ImageNet-1k Latent Diffusion Model (Part 1: The VAE)

Posted on Mon 02 March 2026 in Machine Learning

Read time: 18 minutes

Introduction

This post is the first of two about how I've trained a Latent Diffusion Model (LDM) to generate images from ImageNet-1k class labels.

As a recap from the last post, which was a high level overview of how a LDM works we have two main components:

A Variational Autoencoder (VAE) to compress images into a latent space
A diffusion model that takes a noisy latent and either directly or indirectly removes the noise

This post is going to focus on the VAE component. It is often overshadowed by the diffusion process itself, but the VAE is the foundation; it determines the upper bound of the quality of the generative process.

The goal of the VAE in this project is to compress the images into a latent space that is feasible to train a diffusion model on. Specifically, I am taking RGB images which have shape $3 \times 256 \times 256$ (196,608 features) down to a latent representation of $4 \times 32 \times 32$ (4,096 features). This is a $48$x reduction in dimensionality, which moves us into the realm of tractability for the reverse diffusion process.

For the downstream reverse diffusion process, we do need the latent space generated by this VAE to have nice properties, so to that end we are going to use a GAN approach to regularise the loss.

Due to the hardware I have easily available to me that fits my budget, I needed to employee gradient accumulation throughout the training process. I have noted a handful of cases where this has affected decisions made.

Architecture

The architecture follows a symmetric encoder-decoder design, centred around a bottleneck that handles the heavy lifting of spatial compression. The Encoder's job is to progressively reduce the spatial resolution of the $256\times 256$ input, while increasing the feature depth, leading to the $32\times 32$ latent space. The Decoder mirrors this process, using the latent features to calculate the high-frequency details required to reconstruct the original image. The model largely relies on a series of Residual Blocks for feature extraction, and a central Attention Block to capture global context at the highest level of abstraction.

[Extracted records]
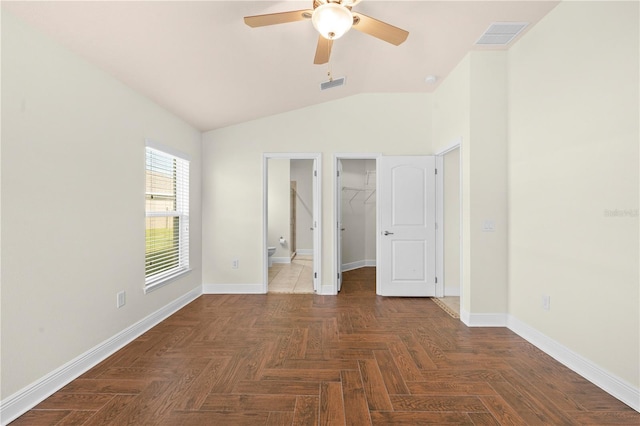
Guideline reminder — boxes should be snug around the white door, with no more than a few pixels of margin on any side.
--
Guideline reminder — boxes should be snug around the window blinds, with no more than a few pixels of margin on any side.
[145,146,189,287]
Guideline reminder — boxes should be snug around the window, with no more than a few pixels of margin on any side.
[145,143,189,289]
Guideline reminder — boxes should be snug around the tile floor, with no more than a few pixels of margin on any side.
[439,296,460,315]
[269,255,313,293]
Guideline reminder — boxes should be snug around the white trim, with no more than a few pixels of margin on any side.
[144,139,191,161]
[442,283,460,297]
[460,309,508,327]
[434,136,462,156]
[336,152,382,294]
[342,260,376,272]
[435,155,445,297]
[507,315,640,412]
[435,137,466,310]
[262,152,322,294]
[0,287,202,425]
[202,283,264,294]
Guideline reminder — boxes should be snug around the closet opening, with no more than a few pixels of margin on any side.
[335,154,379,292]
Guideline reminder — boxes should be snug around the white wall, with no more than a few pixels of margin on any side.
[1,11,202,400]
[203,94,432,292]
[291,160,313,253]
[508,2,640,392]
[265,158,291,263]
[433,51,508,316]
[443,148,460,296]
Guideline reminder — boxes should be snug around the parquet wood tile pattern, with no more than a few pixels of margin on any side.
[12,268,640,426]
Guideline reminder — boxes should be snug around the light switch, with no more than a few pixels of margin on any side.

[Task goal] According to the VAE post, what shape is the latent representation that the images are compressed into? The data is separate from the VAE post.

[Result of this task] The latent representation has a shape of 4 × 32 × 32, which is 4,096 features.